Please write out word for word the opening lines of the material, including the line with "Every instance of the seated" as the last.
☆ ☆ ☆ ☆
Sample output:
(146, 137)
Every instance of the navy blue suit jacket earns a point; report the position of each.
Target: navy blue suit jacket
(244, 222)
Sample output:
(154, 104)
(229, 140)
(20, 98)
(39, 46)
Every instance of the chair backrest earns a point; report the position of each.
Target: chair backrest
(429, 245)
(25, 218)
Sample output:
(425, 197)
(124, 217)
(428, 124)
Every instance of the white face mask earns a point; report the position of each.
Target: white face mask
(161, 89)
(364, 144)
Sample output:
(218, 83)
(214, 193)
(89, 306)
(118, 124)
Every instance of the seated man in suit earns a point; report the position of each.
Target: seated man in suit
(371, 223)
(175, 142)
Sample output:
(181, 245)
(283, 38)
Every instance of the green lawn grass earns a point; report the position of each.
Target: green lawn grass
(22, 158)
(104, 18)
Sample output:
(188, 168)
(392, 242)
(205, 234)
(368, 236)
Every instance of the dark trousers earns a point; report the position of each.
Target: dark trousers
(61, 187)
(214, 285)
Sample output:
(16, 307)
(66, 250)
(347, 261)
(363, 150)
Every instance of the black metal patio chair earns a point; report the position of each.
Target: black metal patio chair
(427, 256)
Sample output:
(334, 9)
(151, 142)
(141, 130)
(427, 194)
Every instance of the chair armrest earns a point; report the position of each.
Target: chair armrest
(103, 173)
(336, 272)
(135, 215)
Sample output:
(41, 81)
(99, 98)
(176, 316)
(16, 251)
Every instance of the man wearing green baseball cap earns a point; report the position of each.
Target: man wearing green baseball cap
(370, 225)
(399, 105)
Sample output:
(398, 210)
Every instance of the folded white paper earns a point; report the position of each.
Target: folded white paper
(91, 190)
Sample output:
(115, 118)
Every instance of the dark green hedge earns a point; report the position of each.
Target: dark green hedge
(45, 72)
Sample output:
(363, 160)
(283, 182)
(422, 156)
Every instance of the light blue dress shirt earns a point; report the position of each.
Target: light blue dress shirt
☆ ☆ ☆ ☆
§ **WORKED SOLUTION**
Sample output:
(146, 137)
Every instance of the navy blue suit jacket earns a point; report the position of each.
Target: navy blue suit jacket
(244, 222)
Sample output:
(154, 104)
(229, 140)
(20, 98)
(39, 46)
Every instance of the chair backrest earns a point; report the position of each.
Target: chair backrest
(429, 245)
(25, 218)
Sample output:
(425, 197)
(124, 217)
(428, 124)
Every instance of the white face mask earns a point; report the position of each.
Target: white face mask
(161, 89)
(364, 144)
Sample output:
(218, 83)
(214, 193)
(89, 306)
(118, 124)
Every instance of the seated man in suit earns a point; report the position of each.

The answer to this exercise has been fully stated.